§ **TASK STATEMENT**: Repeat every line of the records below word for word.

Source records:
▼▼▼
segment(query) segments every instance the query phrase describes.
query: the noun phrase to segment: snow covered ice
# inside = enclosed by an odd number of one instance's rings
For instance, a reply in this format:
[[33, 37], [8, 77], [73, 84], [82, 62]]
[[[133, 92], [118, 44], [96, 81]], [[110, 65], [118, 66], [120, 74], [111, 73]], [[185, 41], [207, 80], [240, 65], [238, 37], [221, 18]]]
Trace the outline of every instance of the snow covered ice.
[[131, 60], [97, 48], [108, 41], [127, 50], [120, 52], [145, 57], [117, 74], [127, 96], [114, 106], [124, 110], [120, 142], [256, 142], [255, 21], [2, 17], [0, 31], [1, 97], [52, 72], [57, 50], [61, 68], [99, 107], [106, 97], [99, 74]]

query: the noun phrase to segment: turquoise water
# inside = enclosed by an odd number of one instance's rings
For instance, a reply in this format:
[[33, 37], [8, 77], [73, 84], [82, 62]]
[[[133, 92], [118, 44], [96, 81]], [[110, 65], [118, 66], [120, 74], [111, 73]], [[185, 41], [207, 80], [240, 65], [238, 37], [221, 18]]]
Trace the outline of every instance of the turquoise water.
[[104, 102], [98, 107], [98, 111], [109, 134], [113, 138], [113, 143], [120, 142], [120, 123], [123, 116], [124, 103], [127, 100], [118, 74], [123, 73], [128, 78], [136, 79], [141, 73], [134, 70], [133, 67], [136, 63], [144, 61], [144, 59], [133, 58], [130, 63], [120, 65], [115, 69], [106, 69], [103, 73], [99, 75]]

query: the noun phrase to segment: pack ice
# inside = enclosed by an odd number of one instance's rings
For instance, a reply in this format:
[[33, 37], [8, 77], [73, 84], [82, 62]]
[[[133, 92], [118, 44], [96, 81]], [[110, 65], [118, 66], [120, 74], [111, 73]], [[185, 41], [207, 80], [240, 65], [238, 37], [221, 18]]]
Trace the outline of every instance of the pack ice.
▲▲▲
§ **OUTPUT BELOW**:
segment(query) segments every instance the query phrase describes.
query: the noun phrase to segment: snow covered ice
# inside = enclosed by an odd number of one instance's rings
For instance, a reply in this format:
[[33, 37], [8, 77], [73, 84], [82, 62]]
[[[133, 92], [118, 44], [96, 81]], [[110, 65], [118, 66], [120, 74], [111, 73]], [[185, 41], [207, 80], [240, 65], [238, 37], [221, 18]]]
Trace the outline of every instance of the snow covered ice.
[[131, 60], [97, 48], [108, 41], [127, 50], [120, 52], [145, 57], [117, 74], [127, 96], [114, 106], [124, 110], [120, 142], [256, 142], [255, 21], [2, 17], [0, 31], [1, 97], [52, 72], [57, 50], [61, 68], [99, 107], [106, 97], [99, 74]]

query: the noun phrase to segment: turquoise water
# inside = enclosed by an odd number of one instance's rings
For instance, a reply in this format:
[[33, 37], [8, 77], [73, 84], [82, 62]]
[[[133, 92], [118, 44], [96, 81]], [[110, 65], [118, 66], [120, 74], [111, 73]], [[185, 41], [207, 80], [240, 65], [238, 37], [221, 18]]]
Trace the outline of every instance of the turquoise water.
[[104, 102], [98, 107], [98, 111], [109, 134], [113, 138], [113, 143], [120, 142], [120, 123], [123, 116], [124, 103], [127, 100], [118, 74], [123, 73], [128, 78], [136, 79], [141, 73], [134, 70], [133, 67], [136, 63], [144, 61], [144, 59], [133, 58], [130, 63], [120, 65], [115, 69], [106, 69], [103, 73], [99, 75]]

query: the noun phrase to segment: pack ice
# inside = enclosed by an odd number of one instance's rings
For instance, a reply in this format:
[[33, 37], [8, 77], [73, 84], [82, 62]]
[[[133, 92], [118, 44], [96, 81]], [[110, 65], [118, 66], [120, 74], [111, 73]], [[185, 41], [207, 80], [240, 65], [238, 37], [221, 18]]]
Trace the outline of every instance of the pack ice.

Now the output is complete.